Edit the rows below by replacing "bounding box" with "bounding rectangle" and leaving everything else unchanged. Omit the pictures from your answer.
— BEGIN DATA SHOWN —
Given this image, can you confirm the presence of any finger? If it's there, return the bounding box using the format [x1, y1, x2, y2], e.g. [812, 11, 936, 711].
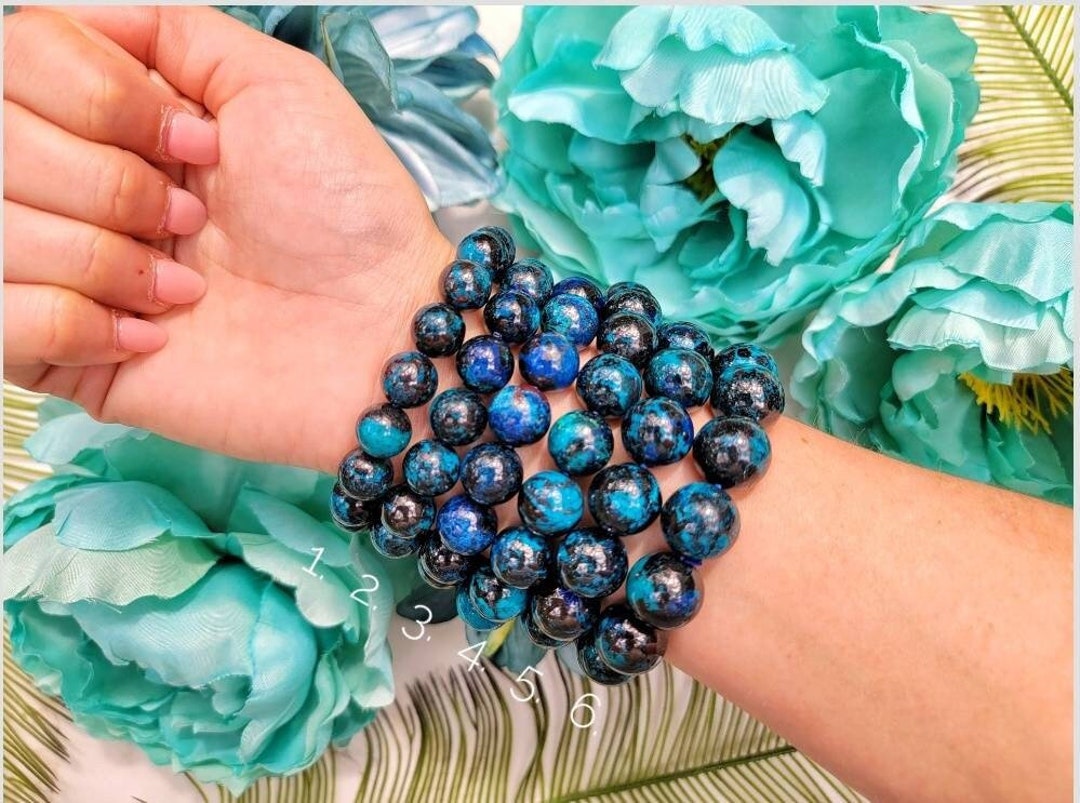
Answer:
[3, 100, 206, 237]
[3, 201, 206, 313]
[3, 10, 218, 164]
— END DATA SHOWN —
FINISHED ANSWER:
Given this image, can you confirm the presence of any finger? If it's there, return the bounding rectangle using the format [x1, y1, x2, y2], e.g. [812, 11, 936, 711].
Answer:
[3, 100, 206, 237]
[3, 201, 206, 313]
[3, 10, 218, 164]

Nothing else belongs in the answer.